_Extracted entries_.
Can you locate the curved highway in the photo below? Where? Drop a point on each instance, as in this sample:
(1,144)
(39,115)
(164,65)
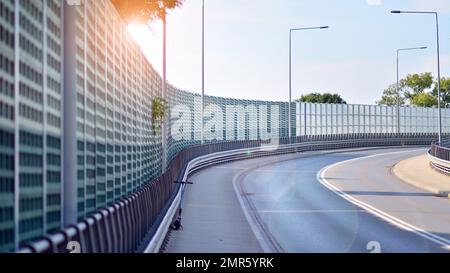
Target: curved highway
(343,201)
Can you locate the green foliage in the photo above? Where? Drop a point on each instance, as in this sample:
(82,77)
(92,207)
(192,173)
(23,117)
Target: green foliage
(445,91)
(424,100)
(321,98)
(158,113)
(413,91)
(417,83)
(389,97)
(145,11)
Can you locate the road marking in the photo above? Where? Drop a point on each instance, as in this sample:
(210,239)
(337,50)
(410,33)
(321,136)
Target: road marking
(311,211)
(377,212)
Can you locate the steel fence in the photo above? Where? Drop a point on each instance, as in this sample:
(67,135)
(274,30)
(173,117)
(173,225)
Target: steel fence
(129,224)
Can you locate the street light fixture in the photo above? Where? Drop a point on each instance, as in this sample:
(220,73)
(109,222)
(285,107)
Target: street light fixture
(398,88)
(290,70)
(438,63)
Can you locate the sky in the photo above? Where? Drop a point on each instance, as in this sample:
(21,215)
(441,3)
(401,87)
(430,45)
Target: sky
(247,46)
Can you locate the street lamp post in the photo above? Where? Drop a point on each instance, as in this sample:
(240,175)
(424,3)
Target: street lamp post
(290,71)
(438,63)
(202,109)
(398,88)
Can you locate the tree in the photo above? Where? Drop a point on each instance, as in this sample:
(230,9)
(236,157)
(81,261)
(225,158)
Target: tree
(145,11)
(424,99)
(417,83)
(445,91)
(389,97)
(409,87)
(321,98)
(158,113)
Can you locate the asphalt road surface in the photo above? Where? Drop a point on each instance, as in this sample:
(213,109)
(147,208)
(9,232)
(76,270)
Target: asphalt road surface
(354,206)
(306,203)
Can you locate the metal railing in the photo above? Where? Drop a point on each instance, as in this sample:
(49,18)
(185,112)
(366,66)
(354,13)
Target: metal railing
(130,225)
(439,154)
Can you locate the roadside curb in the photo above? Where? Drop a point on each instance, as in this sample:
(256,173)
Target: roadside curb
(403,169)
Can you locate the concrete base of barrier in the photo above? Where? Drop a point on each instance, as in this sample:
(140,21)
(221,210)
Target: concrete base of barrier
(418,172)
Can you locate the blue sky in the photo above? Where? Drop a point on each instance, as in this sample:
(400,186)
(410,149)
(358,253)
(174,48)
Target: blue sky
(246,46)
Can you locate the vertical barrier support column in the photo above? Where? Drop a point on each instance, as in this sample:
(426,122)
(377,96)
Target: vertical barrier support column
(70,124)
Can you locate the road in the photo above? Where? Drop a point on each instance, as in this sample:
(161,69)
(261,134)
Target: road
(304,203)
(305,214)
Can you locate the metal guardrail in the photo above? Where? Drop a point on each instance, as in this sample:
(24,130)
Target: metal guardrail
(440,158)
(143,219)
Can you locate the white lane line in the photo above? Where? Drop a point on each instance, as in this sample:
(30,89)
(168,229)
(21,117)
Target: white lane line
(377,212)
(263,238)
(312,211)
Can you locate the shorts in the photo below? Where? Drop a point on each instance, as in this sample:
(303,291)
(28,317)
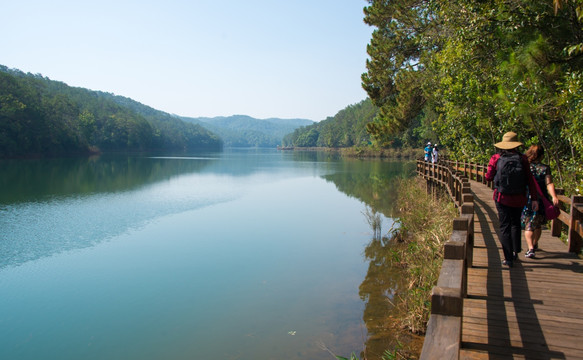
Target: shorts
(531,221)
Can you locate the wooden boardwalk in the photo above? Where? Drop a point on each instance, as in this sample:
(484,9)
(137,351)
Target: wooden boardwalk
(531,311)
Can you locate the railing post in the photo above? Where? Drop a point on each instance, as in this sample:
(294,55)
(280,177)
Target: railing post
(575,241)
(556,224)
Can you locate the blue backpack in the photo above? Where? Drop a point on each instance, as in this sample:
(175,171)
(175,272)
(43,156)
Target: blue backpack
(510,178)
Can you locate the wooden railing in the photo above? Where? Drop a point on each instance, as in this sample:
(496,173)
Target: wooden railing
(444,329)
(570,220)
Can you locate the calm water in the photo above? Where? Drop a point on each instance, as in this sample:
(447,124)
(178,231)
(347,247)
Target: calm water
(253,254)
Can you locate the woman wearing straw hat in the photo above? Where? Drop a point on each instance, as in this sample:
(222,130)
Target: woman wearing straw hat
(510,171)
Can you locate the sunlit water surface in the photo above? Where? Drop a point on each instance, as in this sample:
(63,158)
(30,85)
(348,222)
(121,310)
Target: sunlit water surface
(236,255)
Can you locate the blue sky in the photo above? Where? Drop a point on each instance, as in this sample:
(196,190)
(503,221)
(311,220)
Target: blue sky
(262,58)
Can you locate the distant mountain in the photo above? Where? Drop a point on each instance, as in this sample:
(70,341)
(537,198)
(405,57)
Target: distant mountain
(245,131)
(40,117)
(345,129)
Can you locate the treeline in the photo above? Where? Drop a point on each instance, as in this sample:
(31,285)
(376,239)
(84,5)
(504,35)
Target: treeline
(40,117)
(245,131)
(348,128)
(472,70)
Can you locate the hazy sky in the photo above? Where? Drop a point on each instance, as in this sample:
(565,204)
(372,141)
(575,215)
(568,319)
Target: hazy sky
(263,58)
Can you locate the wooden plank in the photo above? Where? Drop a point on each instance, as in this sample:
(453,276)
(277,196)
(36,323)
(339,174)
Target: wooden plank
(534,310)
(442,339)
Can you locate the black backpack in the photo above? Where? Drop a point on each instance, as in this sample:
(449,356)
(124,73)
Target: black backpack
(510,177)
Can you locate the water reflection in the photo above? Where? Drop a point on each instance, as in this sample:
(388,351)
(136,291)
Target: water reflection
(374,183)
(42,179)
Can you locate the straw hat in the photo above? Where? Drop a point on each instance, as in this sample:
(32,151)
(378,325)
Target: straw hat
(509,141)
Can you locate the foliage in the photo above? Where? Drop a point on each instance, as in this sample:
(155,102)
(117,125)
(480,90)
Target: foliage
(472,71)
(245,131)
(39,116)
(349,128)
(420,237)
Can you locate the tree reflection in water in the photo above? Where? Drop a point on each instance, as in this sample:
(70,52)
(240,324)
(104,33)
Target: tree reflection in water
(374,183)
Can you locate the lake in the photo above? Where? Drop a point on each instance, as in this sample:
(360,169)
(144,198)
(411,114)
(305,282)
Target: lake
(243,254)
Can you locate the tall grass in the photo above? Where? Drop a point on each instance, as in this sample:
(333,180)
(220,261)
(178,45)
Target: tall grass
(425,224)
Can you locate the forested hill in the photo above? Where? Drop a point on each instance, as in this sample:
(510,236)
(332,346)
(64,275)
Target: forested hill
(347,128)
(245,131)
(39,116)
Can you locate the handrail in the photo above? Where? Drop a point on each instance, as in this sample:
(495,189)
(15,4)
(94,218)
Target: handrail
(571,222)
(444,328)
(443,336)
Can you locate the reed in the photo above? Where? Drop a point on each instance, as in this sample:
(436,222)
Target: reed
(424,226)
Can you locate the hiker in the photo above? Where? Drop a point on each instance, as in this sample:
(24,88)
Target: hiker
(427,151)
(532,220)
(435,154)
(510,171)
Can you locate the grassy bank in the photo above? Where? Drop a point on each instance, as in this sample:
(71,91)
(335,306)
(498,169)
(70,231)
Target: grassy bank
(416,252)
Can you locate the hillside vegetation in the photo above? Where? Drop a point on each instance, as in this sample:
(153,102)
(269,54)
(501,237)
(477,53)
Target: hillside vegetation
(39,117)
(245,131)
(472,70)
(348,128)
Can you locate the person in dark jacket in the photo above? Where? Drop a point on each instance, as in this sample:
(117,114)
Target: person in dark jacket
(532,221)
(510,205)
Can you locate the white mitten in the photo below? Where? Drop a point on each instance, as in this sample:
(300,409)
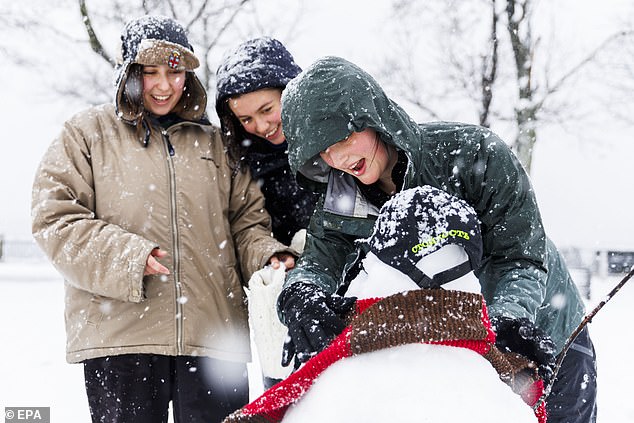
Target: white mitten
(268,332)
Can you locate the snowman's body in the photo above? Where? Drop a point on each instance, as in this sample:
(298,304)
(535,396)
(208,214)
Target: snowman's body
(414,382)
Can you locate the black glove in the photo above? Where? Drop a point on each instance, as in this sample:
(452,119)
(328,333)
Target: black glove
(313,318)
(523,337)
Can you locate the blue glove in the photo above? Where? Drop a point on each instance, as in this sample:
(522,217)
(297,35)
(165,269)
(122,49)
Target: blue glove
(313,317)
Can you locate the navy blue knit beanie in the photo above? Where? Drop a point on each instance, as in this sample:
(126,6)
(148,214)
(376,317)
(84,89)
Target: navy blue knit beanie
(418,221)
(255,64)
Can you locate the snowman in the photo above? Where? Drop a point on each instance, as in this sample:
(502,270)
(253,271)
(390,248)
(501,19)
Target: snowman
(420,348)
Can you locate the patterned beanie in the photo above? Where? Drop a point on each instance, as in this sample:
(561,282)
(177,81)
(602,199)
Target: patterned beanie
(157,40)
(419,221)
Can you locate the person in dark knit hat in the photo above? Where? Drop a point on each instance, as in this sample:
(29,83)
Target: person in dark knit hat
(347,138)
(249,86)
(136,206)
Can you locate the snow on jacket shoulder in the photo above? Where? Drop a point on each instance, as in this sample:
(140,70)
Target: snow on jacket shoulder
(102,202)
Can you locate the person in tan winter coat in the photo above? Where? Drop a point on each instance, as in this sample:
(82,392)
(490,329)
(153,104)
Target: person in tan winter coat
(137,207)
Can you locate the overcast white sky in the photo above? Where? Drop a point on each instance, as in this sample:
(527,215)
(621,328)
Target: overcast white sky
(583,191)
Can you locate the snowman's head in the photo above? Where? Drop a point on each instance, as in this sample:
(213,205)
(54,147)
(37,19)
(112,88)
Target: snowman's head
(420,221)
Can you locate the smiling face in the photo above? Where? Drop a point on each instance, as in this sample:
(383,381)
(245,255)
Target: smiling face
(362,155)
(259,112)
(162,88)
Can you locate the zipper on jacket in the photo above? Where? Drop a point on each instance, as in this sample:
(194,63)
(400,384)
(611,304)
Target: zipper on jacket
(171,173)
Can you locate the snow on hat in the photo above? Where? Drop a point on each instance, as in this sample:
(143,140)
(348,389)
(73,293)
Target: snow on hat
(255,64)
(419,221)
(158,40)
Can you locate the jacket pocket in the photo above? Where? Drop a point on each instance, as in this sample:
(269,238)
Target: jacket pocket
(95,314)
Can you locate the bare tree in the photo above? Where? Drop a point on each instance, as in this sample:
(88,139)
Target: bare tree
(508,64)
(86,47)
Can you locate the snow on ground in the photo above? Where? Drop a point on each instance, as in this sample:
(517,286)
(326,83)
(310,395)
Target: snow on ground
(34,373)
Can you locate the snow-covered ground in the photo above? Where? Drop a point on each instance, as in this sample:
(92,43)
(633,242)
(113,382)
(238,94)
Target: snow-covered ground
(33,371)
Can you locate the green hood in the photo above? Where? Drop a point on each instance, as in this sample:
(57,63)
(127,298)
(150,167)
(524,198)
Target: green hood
(326,103)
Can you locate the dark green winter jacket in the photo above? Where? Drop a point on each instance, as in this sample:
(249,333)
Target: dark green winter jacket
(522,274)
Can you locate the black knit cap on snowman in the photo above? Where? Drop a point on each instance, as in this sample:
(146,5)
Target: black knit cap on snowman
(157,40)
(419,221)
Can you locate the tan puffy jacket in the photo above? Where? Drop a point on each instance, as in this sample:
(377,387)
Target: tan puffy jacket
(102,202)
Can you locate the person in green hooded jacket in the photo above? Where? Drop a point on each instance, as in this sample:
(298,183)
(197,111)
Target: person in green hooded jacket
(348,140)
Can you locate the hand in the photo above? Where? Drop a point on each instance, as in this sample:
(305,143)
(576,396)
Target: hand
(153,266)
(282,258)
(313,318)
(523,337)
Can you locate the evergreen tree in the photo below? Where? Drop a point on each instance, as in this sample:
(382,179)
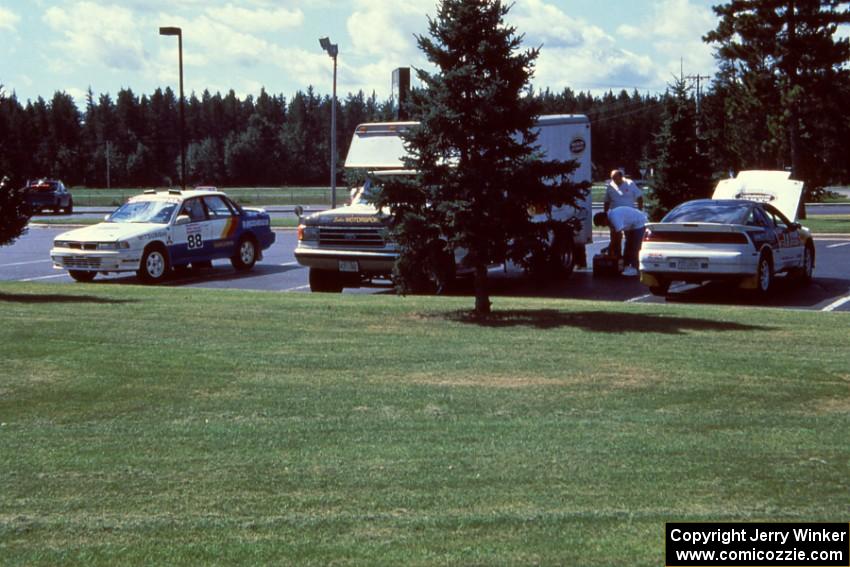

_What to produce_. The required output is every line from the one containing "Can you locate the dark" through the last line of the records, inclusive, reproduced exactly and without pictures.

_Result of this exercise_.
Can you locate the dark green winter jacket in the photo above? Where? Drop a point on each instance, as in this sample:
(249,333)
Target: dark green winter jacket
(522,274)
Can you locate the black knit cap on snowman in the photo above? Where? Drop a point on each instance, as in this sample:
(146,5)
Target: black knit cap on snowman
(157,40)
(419,221)
Can you locate the tan puffy jacket in the photo above? Where? Drop a point on each instance, as in this sample:
(377,387)
Target: tan puffy jacket
(102,202)
Can you locate the person in green hooded jacket in the photo above? Where? Drop a point on each instance, as in this sample:
(298,183)
(197,111)
Target: person in green hooded jacket
(348,140)
Can you locate the hand in the photo above? Where? Drop a point on each instance, as in this sample:
(305,143)
(576,396)
Target: hand
(153,266)
(282,258)
(313,318)
(523,337)
Can you locate the evergreen tree in the photo below? Where? Drop a point on each instance, as in this sample:
(382,179)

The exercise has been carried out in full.